The last song on the last album from the original line-up, “Lunar Sea” is a fitting way to close out a classic quartet of albums. Unsurprisingly, the playing on this instrumental piece is top notch, with obligatory time signature shifts and plenty of room for each musician to stretch out. Andrew Latimer’s work is typically tasty, and while some of his fellow guitar heroes tended toward effusiveness, he’s always a study in concision. This one also features some of keyboardist Peter Bardens’s best work.

  1. Gentle Giant: “In a Glass House” (from In a Glass House)

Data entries
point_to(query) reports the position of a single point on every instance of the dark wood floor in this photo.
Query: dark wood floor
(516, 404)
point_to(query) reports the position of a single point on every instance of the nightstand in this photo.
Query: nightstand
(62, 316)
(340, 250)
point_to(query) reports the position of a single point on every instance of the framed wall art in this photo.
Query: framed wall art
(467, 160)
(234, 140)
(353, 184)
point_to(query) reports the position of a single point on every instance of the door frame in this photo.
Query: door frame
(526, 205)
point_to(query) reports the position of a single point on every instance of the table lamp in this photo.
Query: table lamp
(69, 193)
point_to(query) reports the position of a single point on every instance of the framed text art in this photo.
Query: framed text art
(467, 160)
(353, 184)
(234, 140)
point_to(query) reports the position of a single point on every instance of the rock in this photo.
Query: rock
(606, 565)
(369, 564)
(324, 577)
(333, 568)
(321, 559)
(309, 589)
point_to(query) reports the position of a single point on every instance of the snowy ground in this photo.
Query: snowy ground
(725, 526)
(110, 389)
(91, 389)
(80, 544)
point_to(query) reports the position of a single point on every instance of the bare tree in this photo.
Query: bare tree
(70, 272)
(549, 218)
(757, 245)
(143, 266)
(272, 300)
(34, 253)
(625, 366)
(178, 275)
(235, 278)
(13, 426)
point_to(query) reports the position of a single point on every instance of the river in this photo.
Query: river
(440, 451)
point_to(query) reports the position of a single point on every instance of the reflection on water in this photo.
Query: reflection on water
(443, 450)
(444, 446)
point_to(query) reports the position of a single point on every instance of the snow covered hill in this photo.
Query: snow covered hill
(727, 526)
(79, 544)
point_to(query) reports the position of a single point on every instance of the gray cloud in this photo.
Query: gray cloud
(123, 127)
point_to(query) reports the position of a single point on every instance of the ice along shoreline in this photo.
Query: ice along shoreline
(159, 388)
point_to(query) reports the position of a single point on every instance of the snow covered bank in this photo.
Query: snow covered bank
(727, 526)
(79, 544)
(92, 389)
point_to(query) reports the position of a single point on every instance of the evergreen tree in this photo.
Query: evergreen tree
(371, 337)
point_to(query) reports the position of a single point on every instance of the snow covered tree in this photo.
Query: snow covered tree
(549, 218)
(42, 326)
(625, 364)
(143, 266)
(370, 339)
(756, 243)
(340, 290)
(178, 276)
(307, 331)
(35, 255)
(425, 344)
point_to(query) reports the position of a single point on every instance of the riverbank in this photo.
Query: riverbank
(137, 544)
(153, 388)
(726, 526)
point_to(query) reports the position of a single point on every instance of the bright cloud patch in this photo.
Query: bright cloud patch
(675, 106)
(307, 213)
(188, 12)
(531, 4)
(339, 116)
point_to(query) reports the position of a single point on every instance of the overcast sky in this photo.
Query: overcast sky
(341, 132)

→ Challenges
• 1. List every musician and band named in the song write-up.
• 2. Reproduce the song write-up's wording between "The last song" and "a Glass House)", inclusive.

→ Solutions per task
• 1.
Andrew Latimer
Peter Bardens
Gentle Giant

• 2.
The last song on the last album from the original line-up, “Lunar Sea” is a fitting way to close out a classic quartet of albums. Unsurprisingly, the playing on this instrumental piece is top notch, with obligatory time signature shifts and plenty of room for each musician to stretch out. Andrew Latimer’s work is typically tasty, and while some of his fellow guitar heroes tended toward effusiveness, he’s always a study in concision. This one also features some of keyboardist Peter Bardens’s best work.

  1. Gentle Giant: “In a Glass House” (from In a Glass House)